__WHAT IS EXPECTED__. Write out each entry again. Keep every word exactly as it is.

__RECORD EXTRACTS__.

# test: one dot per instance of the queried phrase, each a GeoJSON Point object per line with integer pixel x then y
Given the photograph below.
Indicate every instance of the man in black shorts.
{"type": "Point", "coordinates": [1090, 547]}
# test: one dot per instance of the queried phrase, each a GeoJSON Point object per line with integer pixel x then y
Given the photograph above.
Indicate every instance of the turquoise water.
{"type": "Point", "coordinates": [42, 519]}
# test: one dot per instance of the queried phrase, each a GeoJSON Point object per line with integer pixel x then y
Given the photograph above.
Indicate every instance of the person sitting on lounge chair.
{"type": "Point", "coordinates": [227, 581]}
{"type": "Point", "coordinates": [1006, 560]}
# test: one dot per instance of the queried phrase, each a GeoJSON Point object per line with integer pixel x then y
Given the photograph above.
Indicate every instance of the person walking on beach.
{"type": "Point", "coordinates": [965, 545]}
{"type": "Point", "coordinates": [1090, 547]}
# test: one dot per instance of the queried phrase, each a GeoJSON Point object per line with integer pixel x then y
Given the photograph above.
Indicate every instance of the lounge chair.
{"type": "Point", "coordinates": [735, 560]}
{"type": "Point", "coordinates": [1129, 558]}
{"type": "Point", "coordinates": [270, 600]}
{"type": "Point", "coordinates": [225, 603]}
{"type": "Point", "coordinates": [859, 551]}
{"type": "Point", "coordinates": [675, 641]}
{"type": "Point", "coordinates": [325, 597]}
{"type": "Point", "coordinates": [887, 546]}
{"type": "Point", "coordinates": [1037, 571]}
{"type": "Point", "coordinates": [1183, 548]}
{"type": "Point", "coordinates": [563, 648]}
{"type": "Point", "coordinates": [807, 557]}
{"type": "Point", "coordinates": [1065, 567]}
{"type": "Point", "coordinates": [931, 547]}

__RESULT FOR THIS TASK__.
# test: one dot per instance of the queried phrase, each a GeoJSON Point object per line with integer pixel x then y
Given the photograph below.
Indicate every instance of the man in black shorts.
{"type": "Point", "coordinates": [1090, 547]}
# test: one dot per instance of the queried phrase, each a GeoJSON Point object per line with integer pixel x then y
Given the photograph above.
Indicate every instance of the turquoise water.
{"type": "Point", "coordinates": [42, 519]}
# test: one dot per instance of the queried phrase, each a GeoJSON Point object per line with integer pixel x then y
Given the photograph above.
Indicate every instance of the person sitting on lounge chair.
{"type": "Point", "coordinates": [227, 581]}
{"type": "Point", "coordinates": [1006, 560]}
# test: one dot per instance of the queried phrase, each a GeoJSON Point object per line with integer pixel x then y
Given the photograph above.
Indicate every instance of the person walking on beach.
{"type": "Point", "coordinates": [965, 545]}
{"type": "Point", "coordinates": [1090, 547]}
# test: one dot per instance of the queried phrase, each a GeoJSON Point object per line with integer pixel x then y
Given the photograph above.
Indicate every instance of the lounge chair.
{"type": "Point", "coordinates": [735, 560]}
{"type": "Point", "coordinates": [1129, 558]}
{"type": "Point", "coordinates": [270, 600]}
{"type": "Point", "coordinates": [225, 603]}
{"type": "Point", "coordinates": [859, 551]}
{"type": "Point", "coordinates": [675, 641]}
{"type": "Point", "coordinates": [325, 597]}
{"type": "Point", "coordinates": [887, 546]}
{"type": "Point", "coordinates": [1037, 571]}
{"type": "Point", "coordinates": [1183, 548]}
{"type": "Point", "coordinates": [563, 648]}
{"type": "Point", "coordinates": [807, 557]}
{"type": "Point", "coordinates": [1065, 567]}
{"type": "Point", "coordinates": [931, 547]}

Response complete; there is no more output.